Extract
On Mon, Jul 15, 2013 at 1:41 PM, Sarah Sharp
<sarah.a.sh...@linux.intel.com> wrote:
>
> Oh, FFS, I just called out on private email for "playing the victim
> card".  I will repeat: this is not just about me, or other minorities.
> I should not have to ask for professional behavior on the mailing lists.
> Professional behavior should be the default.

Bullshit.

The thing is, the "victim card" is exactly about trying to enforce
your particular expectations on others, and trying to do so in a very
particular way. It's the old "think of the children" argument.  And
it's bogus.  Calling things "professional" is just more of the same -
trying to enforce some kind of convention on others by trying to claim
that it's the only acceptable way.

  [ Since you seem to want to keep this in public, I'll just
cut-and-paste from my reply, so you have already seen this part of my
argument, it's only slightly edited because now I'm no longer typing
on my cellphone ]

The thing is, different people act and react differently. On both
sides. And I think we should recognize that and also *allow* for that.
And sometimes it means, for example, that people interact primarily
with certain people that they like more - because they are a better
"fit".

I think we actually do it very naturally, simply because we are human,
and this is how people interact in real life too. Sometimes we do it
consciously - the way we have people at various companies that act as
go-betweens - but most of the time we do it just because humans are
all about social interactions and we don't even think about what we do
and why.

For example, you work mostly through Greg. I don't think either of you
*planned* it that way, but it's likely because you guys work well
together.

See what I'm saying? People are different. I'm not polite, and I get
upset easily but generally don't hold a grudge - I have these
explosive emails. And that works well for some people. And it probably
doesn't work well with you.

And you know what? That's fine. Not everybody had to get along or work
well with each other. But the fact that it doesn't work with you
doesn't make it "wrong".

This isn't all that different from working around language issues etc
by having certain people work as in-betweens on that front.

And where we differ is in thinking either side has to necessarily
change. You think people need to act "nicer". While I think it's
*natural* that people have different behavior - and different
expectations. We all have issues somewhere and don't all like each
other. There are certain people I refuse to work with, for example.

Things to do
A - Extract the part of the email about behavior on mailing lists between "See what I'm" and "on that front.", inclusive.
B - Extend the email about behavior on mailing lists, picking up right after its last sentence.
The records come from a different source than the email about behavior on mailing lists.

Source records

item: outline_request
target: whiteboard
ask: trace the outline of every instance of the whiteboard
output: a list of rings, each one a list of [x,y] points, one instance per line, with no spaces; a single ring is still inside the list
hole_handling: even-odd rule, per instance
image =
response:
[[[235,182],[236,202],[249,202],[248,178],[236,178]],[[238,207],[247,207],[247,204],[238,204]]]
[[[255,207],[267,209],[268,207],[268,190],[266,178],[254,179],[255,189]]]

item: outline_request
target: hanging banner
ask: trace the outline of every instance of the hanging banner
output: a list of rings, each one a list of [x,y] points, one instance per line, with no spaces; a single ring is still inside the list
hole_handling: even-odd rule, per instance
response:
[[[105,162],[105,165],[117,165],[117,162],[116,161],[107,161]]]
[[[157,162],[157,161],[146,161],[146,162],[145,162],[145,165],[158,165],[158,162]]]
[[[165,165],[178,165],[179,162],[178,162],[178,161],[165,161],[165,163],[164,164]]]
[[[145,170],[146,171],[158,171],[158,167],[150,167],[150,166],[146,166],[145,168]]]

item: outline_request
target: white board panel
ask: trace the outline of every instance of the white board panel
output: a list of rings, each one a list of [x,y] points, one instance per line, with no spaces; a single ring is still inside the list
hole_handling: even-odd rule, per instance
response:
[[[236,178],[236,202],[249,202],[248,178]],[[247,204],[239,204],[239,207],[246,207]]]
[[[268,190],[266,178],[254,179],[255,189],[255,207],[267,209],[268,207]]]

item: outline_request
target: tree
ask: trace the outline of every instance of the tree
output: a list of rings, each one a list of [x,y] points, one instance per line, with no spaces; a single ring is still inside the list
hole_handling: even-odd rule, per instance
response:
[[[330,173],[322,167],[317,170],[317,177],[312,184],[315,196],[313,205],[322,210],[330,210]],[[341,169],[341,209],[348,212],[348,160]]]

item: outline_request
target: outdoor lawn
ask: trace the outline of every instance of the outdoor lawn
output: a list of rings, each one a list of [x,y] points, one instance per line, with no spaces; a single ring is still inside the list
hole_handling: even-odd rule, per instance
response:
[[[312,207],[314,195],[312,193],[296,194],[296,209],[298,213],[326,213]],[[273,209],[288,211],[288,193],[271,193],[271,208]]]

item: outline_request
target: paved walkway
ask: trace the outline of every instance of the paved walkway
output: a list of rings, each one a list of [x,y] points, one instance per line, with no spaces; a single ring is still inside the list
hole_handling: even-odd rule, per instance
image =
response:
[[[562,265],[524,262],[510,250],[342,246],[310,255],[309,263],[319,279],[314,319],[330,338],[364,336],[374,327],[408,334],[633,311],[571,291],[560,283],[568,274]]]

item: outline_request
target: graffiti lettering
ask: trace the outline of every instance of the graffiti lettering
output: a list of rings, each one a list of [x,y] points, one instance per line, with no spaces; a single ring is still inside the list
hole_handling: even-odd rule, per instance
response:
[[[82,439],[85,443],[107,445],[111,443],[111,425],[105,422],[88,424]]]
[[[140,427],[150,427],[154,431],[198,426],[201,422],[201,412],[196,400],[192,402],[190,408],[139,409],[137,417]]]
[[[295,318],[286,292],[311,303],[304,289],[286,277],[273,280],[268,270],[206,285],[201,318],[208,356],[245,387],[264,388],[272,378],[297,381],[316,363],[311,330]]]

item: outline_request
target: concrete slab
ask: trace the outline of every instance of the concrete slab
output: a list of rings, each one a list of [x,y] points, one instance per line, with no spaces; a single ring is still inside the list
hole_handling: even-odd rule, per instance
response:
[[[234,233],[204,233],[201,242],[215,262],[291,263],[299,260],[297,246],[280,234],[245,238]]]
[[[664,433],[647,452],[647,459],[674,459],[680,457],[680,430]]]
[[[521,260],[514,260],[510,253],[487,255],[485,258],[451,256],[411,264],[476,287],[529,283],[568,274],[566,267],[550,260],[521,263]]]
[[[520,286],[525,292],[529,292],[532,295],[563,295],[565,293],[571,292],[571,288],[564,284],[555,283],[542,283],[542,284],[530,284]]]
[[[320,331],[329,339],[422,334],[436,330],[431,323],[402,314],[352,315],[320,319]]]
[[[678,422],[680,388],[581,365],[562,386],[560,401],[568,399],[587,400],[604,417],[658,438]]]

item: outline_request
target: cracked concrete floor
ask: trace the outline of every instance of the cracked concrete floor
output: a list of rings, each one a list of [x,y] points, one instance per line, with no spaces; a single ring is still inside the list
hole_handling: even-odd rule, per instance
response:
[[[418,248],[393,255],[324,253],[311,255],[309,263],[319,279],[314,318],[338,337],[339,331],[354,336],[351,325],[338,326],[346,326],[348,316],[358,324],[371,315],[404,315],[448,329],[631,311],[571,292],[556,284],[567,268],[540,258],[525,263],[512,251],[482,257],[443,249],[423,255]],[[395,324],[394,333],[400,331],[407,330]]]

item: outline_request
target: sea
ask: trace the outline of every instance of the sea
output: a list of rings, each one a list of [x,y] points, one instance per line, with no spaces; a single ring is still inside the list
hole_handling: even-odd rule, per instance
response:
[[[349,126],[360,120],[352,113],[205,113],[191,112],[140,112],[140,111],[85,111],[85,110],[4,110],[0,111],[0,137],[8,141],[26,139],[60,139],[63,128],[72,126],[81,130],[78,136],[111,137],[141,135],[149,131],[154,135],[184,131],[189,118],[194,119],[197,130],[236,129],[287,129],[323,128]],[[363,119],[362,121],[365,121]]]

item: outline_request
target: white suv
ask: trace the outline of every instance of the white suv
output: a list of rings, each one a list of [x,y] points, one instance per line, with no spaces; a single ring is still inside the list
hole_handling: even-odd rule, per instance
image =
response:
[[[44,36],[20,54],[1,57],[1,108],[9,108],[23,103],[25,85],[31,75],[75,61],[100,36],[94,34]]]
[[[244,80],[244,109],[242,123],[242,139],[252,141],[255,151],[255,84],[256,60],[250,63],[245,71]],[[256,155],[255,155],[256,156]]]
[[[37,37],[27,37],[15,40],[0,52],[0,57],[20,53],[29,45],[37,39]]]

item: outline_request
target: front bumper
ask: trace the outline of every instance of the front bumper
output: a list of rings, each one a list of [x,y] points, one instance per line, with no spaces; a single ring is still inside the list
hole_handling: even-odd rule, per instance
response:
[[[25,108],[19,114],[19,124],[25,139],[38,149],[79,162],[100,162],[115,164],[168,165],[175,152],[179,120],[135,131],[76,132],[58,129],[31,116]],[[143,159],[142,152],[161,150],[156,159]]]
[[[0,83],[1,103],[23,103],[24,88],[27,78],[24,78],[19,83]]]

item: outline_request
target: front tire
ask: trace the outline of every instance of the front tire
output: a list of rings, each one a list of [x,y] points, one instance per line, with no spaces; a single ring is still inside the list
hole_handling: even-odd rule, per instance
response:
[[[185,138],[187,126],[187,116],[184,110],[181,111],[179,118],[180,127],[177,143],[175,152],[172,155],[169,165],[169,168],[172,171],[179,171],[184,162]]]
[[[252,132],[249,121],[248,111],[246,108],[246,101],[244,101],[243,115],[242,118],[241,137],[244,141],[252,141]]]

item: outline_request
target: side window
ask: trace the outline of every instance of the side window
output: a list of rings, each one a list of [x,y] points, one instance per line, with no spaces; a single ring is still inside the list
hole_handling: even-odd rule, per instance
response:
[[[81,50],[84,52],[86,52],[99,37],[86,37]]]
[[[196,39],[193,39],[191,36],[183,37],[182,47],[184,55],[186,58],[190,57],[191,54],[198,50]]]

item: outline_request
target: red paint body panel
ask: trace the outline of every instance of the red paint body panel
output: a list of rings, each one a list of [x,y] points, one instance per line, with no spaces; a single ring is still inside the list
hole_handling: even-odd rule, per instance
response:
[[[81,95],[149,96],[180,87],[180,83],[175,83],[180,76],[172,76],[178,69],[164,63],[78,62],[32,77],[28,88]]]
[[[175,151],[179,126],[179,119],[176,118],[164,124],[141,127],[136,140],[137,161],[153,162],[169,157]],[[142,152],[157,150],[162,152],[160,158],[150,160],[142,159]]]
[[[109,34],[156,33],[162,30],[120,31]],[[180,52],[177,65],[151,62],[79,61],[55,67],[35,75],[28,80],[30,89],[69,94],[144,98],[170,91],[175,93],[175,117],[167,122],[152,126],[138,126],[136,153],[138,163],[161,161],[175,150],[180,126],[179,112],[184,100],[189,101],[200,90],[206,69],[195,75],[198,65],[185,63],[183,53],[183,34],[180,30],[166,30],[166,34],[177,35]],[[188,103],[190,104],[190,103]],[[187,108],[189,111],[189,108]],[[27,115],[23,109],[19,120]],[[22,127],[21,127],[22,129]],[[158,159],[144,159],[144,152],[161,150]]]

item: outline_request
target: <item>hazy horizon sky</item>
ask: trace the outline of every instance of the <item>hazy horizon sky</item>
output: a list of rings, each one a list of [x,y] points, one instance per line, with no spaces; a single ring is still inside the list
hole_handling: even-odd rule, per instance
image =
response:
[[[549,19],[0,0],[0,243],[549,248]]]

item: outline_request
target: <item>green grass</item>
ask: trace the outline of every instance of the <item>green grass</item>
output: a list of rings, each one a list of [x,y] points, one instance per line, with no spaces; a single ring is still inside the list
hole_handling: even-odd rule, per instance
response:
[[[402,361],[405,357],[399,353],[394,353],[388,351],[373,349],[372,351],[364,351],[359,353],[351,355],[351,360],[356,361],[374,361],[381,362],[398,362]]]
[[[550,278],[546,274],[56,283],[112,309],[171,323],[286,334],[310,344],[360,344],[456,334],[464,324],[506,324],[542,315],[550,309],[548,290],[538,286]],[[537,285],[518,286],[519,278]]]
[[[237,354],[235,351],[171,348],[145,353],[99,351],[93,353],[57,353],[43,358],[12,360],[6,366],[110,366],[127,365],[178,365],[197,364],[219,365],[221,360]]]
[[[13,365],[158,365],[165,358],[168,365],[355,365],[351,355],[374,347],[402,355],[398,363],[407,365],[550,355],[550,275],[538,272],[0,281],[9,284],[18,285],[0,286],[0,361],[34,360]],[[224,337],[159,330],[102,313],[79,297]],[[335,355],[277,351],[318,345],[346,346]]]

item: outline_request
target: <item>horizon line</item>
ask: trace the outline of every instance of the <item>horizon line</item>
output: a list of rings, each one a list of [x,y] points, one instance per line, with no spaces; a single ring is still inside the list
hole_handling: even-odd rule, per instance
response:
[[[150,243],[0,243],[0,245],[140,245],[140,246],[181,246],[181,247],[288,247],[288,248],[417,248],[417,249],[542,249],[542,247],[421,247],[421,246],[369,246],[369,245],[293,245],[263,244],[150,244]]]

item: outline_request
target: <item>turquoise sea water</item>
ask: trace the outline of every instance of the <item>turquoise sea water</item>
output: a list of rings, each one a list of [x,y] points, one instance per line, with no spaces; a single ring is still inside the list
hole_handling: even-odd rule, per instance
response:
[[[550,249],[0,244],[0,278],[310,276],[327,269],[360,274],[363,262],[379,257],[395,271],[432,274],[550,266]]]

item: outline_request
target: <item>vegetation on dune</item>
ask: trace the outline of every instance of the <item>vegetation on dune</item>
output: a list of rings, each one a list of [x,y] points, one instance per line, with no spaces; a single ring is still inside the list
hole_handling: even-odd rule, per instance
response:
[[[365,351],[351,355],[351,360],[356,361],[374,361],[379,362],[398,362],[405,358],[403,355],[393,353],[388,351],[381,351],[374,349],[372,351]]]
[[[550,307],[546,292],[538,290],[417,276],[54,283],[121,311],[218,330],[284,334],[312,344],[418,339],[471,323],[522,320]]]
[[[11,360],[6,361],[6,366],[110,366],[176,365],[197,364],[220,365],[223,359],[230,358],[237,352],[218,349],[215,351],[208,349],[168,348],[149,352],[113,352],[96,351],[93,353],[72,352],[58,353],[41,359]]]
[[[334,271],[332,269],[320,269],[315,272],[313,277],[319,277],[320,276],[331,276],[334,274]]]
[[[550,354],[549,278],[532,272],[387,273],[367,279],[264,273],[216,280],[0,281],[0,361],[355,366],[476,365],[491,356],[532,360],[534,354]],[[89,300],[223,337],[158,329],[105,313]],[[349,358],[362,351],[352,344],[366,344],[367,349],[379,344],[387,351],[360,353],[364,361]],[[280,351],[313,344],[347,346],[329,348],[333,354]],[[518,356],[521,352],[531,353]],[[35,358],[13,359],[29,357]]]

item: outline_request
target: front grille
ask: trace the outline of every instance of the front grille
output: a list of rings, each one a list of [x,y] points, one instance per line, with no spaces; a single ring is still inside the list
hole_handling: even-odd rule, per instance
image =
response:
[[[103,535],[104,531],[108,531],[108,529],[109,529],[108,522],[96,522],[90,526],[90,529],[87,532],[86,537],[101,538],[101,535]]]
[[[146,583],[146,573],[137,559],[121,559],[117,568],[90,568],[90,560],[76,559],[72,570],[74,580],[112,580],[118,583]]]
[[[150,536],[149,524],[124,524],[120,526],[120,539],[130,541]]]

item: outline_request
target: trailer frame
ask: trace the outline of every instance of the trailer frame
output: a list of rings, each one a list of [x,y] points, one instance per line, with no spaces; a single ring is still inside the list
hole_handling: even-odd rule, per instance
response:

Answers by item number
A -
See what I'm saying? People are different. I'm not polite, and I get
upset easily but generally don't hold a grudge - I have these
explosive emails. And that works well for some people. And it probably
doesn't work well with you.

And you know what? That's fine. Not everybody had to get along or work
well with each other. But the fact that it doesn't work with you
doesn't make it "wrong".

This isn't all that different from working around language issues etc
by having certain people work as in-betweens on that front.

B -
They may be good engineers, but they just aren't people I can work
with.

And hey, I don't actually think we've personally even had any
problems. And I realize that you may react very strongly and get
nervous about us having problems, but realistically, do you actually
expect to like all the other kernel engineers?

And equally importantly, not everybody has to like you, or necessarily
think they have to be liked by you. OK?

So as far as I'm concerned, the discussion is about "how to work
together DESPITE people being different". Not about trying to make
everybody please each other. Because I can pretty much guarantee that
I'll continue cursing. To me, the discussion would be about how to
work together despite these kinds of cultural differences, not about
"how do we make everybody nice and sing songs sound the campfire"

Do you think you might be interested in *that* kind of discussion
instead of the "you are abusing me" kind of discussion?

Because if you want me to "act professional", I can tell you that I'm
not interested. I'm sitting in my home office wearign a bathrobe. The
same way I'm not going to start wearing ties, I'm *also* not going to
buy into the fake politeness, the lying, the office politics and
backstabbing, the passive aggressiveness, and the buzzwords. Because
THAT is what "acting professionally" results in: people resort to all
kinds of really nasty things because they are forced to act out their
normal urges in unnatural ways.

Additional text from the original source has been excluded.